=== Extrait du texte ===
+++++
La révolution du 26 mars 1991 a suscité d’immenses espoirs de changement et de prospérité chez les Maliens. Mais 25 ans après, on s’interroge sur la nécessité de commémorer une date qui aura presque perdu son essence. Les idéaux du 26 mars 1991 ne sont plus qu’un lointain souvenir. Les progrès politique, économique et social, tant espérés, laissent toujours à désirer.
Après mars 1991, la jeunesse malienne, qui s’est sacrifiée pour la révolution, espérait des lendemains meilleurs. L’école devrait offrir de meilleures opportunités d’épanouissement aux jeunes. On voulait une amélioration constante des conditions de vie et de travail de nos compatriotes, une armée républicaine et une classe politique sans reproche. La lutte contre la corruption, le renforcement de la démocratie, l’émancipation des femmes, le développement des infrastructures sont, entre autres, des grands projets, qui faisaient rêver chaque malien, de l’intérieur et de la diaspora. Mais hélas, 25 après, le rêve s’est plutôt transformé en cauchemar.
Après la révolution de mars 1991, notre pays est devenu un symbole de la démocratie, surtout en Afrique au sud du Sahara. Les premières élections de 1992 se sont déroulées dans une ambiance de fête, mais aussi de transparence. L’élection du premier président de la troisième République n’a fait l’objet d’aucune contestation. Mieux, le Mali, qui avait moins de deux ans de pratique démocratique, était cité en exemple dans des conférences internationales. Le multipartisme intégral et la liberté d’expression étaient devenus des réalités dans un pays, qui venait, à peine, de s’affranchir, du joug impérialiste. Le décor était très beau. Il n’en fallait pas plus pour faire du Mali un havre de paix et une cité démocratique dans laquelle le peuple avait voix au chapitre.
Mais la réalité et les délices du pouvoir ont eu une emprise sur les hommes en charge de la gestion des affaires publiques. L’argent est devenu la principale convoitise, dans le but exclusif de conquérir ou de conserver le pouvoir.
Qui ne se souvient des violences qui ont précédé les élections de 1997 où le régime avait bâillonné tous les opposants politiques ? Dès lors, les enjeux de mars 1991 ont été mis en veille. La conquête du pouvoir est devenue le leitmotiv des hommes politiques. Conséquence : la corruption et la délinquance financière ont pris des proportions inégalées. Pis, elles ont été encrées dans les habitudes des Maliens. La corruption est devenue une règle de gestion. Le système a été rodé. La pratique a atteint tous les secteurs de l’économie nationale et détient même ses « mots de passe ».
+++++
=== Travail demandé ===
Citez sans rien modifier le passage du texte sur la révolution malienne du 26 mars 1991 qui s'ouvre sur les mots contenant « Mais la réalité » et se termine par « conserver le pouvoir. ».
+++++
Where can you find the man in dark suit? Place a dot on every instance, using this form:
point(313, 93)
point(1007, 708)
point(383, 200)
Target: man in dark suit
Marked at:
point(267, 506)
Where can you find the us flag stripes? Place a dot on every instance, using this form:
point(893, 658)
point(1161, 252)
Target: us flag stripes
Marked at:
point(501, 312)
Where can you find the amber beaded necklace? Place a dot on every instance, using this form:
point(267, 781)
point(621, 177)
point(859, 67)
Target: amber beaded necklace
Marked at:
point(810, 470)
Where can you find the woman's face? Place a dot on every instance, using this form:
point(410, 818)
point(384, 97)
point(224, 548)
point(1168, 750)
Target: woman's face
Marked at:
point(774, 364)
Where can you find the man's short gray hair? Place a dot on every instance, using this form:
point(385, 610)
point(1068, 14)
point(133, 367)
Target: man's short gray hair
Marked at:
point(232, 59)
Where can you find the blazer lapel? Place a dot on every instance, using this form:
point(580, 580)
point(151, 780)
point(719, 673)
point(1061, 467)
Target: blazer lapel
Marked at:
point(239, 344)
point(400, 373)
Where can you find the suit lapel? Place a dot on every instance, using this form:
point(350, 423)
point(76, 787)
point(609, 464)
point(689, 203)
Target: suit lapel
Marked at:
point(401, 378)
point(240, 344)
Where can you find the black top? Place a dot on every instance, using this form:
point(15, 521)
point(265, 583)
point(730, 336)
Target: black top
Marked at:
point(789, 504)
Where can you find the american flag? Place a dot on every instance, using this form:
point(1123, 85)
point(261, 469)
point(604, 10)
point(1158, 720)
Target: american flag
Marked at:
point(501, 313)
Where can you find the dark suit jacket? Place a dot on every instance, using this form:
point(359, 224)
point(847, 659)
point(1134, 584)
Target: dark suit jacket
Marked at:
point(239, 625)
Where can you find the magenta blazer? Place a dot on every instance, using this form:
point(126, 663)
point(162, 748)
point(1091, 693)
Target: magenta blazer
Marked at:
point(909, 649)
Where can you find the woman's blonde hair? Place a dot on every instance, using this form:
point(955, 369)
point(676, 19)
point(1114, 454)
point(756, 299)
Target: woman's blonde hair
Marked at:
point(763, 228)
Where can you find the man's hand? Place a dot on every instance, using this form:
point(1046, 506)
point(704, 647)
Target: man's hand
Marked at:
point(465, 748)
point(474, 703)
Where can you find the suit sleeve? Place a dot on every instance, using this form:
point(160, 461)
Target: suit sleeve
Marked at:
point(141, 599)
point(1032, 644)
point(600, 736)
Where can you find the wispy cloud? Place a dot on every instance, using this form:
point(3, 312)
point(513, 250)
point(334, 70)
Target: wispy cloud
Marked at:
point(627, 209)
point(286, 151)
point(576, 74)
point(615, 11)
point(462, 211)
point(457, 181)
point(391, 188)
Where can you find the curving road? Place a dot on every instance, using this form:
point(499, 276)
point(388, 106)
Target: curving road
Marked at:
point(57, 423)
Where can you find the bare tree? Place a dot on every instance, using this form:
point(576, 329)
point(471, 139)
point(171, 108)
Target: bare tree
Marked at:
+++++
=== Corrigé ===
Mais la réalité et les délices du pouvoir ont eu une emprise sur les hommes en charge de la gestion des affaires publiques. L’argent est devenu la principale convoitise, dans le but exclusif de conquérir ou de conserver le pouvoir.